[Saved entries]
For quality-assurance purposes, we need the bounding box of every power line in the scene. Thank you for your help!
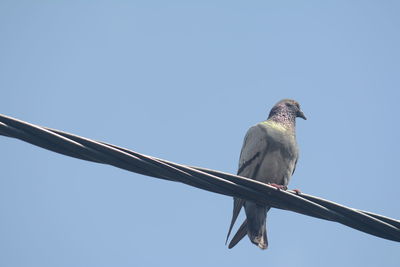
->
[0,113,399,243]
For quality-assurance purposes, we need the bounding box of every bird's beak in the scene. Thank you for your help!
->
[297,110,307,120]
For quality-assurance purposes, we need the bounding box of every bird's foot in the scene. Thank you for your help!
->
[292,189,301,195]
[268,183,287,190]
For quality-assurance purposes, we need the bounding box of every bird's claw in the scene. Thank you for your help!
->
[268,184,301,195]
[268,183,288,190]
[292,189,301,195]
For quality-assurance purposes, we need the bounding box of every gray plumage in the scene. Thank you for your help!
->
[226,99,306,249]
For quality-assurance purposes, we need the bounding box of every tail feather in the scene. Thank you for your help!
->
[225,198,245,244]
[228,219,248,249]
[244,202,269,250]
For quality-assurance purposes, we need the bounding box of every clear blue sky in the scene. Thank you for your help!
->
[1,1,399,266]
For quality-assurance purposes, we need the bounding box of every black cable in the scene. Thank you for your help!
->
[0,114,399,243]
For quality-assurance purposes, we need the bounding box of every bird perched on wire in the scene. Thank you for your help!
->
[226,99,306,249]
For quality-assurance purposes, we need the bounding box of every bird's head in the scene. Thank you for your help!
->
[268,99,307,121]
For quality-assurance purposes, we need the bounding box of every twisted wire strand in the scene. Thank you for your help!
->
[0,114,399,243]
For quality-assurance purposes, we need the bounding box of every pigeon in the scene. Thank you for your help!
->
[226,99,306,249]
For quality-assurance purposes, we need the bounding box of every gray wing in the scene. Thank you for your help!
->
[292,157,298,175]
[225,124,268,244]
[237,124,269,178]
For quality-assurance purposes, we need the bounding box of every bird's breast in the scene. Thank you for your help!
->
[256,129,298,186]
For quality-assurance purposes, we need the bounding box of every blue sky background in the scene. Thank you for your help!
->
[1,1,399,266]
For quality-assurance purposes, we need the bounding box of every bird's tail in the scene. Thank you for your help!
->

- **ASSIGNMENT**: Repeat the records verbatim, excluding pictures.

- **PROBLEM SOLUTION**:
For quality-assurance purposes, we need the bounding box of every power line in the scene. Thank you for your help!
->
[0,113,399,243]
For quality-assurance purposes, we need the bounding box of every bird's beak in the scene. Thank you for your help!
->
[297,110,307,120]
For quality-assurance purposes, we need the bounding box of every bird's foot in the scene. Thank you for your help!
->
[292,189,301,195]
[268,183,287,190]
For quality-assurance purposes, we need the bounding box of every bird's claw in the scene. Thank you for your help!
->
[268,184,301,195]
[268,183,288,190]
[292,189,301,195]
For quality-assurance purposes, we need the bounding box of every gray plumage in the scene. Thank you for your help!
->
[226,99,306,249]
For quality-assurance purposes, we need the bounding box of every tail feather in the scene. Thank you for your help!
->
[225,198,245,244]
[228,219,248,249]
[244,202,269,250]
For quality-assurance purposes, we need the bounding box of every clear blue sky in the scene. Thank you for your help!
->
[1,1,399,266]
For quality-assurance purposes, we need the bounding box of every black cable in the scene. Thank you for your help!
->
[0,114,399,243]
For quality-assurance purposes, we need the bounding box of every bird perched on wire in the scene. Thank you for your help!
->
[226,99,306,249]
For quality-assurance purposes, we need the bounding box of every bird's head in the scene. Thank you for your help!
->
[268,99,307,121]
For quality-assurance purposes, we need the bounding box of every twisted wire strand in the scene. Thank you for your help!
->
[0,114,399,243]
For quality-assurance purposes, we need the bounding box of every pigeon in the scene. Thank you for your help!
->
[226,99,306,249]
For quality-assurance purposes, we need the bounding box of every gray wing in the scene. Thank you for your help!
->
[292,157,298,175]
[225,124,268,244]
[237,124,269,178]
For quality-assurance purposes, we need the bounding box of every bird's breast in the scene. Thank you for your help!
->
[256,129,298,186]
For quality-assurance purposes, we need the bounding box of every blue sky background in the scene. Thank you for your help!
->
[1,1,399,266]
For quality-assurance purposes, we need the bounding box of every bird's tail in the scene. Thank you for your help!
->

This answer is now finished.